The Independent was a weekly English language newspaper published in Launceston, Tasmania from 1831 to 1835.

==History==
Commencing on 28 March 1831, the Independent was published initially on Mondays, and briefly on Wednesdays, until 9 May 1831. From 18 May 1831, it was published on Saturdays continuously until 31 January 1835.

Located in Brisbane Street, Launceston, the Independents first publisher was Samuel Bailey Dowsett who had previous experience as the publisher of the Cornwall press and commercial advertiser.

In 1831, the publisher of the Launceston Advertiser, John Pascoe Fawkner, engaged in a rivalry with the Independent. Both Fawkner and Dowsett used their newspaper columns for heated, personal exchanges.

The Independents office in Brisbane Street, Launceston, served as an agent for the Hobart-based newspapers: Colonial Times and The Tasmanian. On 5 May 1832, Dowsett wrote an article in the Independent to farewell the editor of the Tasmanian, R L Murray, on his retirement.

After leaving the Independent, in 1833, Dowsett joined The Sydney Morning Herald, and later The Australian newspaper.

When the Independent ceased publication on 31 January 1835, the publisher at that time, William Mann, immediately started the Cornwall Chronicle: commercial, agricultural, and naval register in Launceston.

==Digitisation==
The paper has been digitised as part of the Australian Newspapers Digitisation Program project of the National Library of Australia.
The microfilm copies are held in the collection of LINC Tasmania.

** STUDY MATERIAL **
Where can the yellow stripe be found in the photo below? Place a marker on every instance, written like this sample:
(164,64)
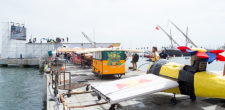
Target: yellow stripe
(171,69)
(209,84)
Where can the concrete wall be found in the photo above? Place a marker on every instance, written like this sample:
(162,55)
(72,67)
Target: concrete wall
(20,61)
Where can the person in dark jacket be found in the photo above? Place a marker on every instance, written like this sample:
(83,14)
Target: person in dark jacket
(134,61)
(66,57)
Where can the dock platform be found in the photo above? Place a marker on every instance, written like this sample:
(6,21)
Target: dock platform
(156,101)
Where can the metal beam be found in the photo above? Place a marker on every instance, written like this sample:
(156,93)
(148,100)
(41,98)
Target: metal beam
(169,36)
(184,34)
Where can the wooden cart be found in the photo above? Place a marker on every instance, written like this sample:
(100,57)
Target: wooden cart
(109,62)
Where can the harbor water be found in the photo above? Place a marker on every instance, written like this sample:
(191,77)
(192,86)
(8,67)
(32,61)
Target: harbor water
(21,88)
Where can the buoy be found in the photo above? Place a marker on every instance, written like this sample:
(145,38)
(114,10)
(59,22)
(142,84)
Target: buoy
(62,68)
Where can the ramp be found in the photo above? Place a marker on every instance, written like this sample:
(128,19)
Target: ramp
(129,88)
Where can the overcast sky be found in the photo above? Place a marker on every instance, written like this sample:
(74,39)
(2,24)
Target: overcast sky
(130,22)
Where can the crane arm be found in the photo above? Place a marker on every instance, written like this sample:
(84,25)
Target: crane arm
(184,34)
(92,43)
(169,36)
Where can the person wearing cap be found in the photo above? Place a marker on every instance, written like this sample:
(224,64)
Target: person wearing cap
(163,54)
(134,61)
(155,55)
(224,70)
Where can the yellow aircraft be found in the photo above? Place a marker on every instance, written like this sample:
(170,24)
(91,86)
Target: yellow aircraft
(193,80)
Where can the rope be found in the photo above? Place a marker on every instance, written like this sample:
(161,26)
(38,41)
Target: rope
(53,96)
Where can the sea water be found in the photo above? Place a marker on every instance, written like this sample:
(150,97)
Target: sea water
(21,89)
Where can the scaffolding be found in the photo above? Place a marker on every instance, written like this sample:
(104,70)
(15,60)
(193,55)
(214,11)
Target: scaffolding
(14,48)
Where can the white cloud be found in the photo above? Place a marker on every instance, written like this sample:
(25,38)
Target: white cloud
(130,21)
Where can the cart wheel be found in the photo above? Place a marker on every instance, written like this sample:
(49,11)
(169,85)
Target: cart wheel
(173,101)
(87,88)
(193,98)
(99,97)
(112,107)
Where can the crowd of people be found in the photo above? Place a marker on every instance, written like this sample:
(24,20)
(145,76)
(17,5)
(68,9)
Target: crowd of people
(67,56)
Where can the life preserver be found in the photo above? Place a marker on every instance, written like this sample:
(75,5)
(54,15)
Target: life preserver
(153,56)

** EXERCISE DETAILS **
Decide whether each statement agrees with the passage about the Independent newspaper, answering yes or no and quoting the words of the passage that settle it: (a) From 18 May 1831, the Independent appeared on Saturdays until 31 January 1835; (b) Dowsett joined The Sydney Morning Herald while still at the Independent; (c) the National Library of Australia holds the microfilm copies of the paper.

** EXERCISE RESULT **
(a) Yes: "From 18 May 1831, it was published on Saturdays continuously until 31 January 1835."
(b) No: "After leaving the Independent, in 1833, Dowsett joined The Sydney Morning Herald"
(c) No: "The microfilm copies are held in the collection of LINC Tasmania."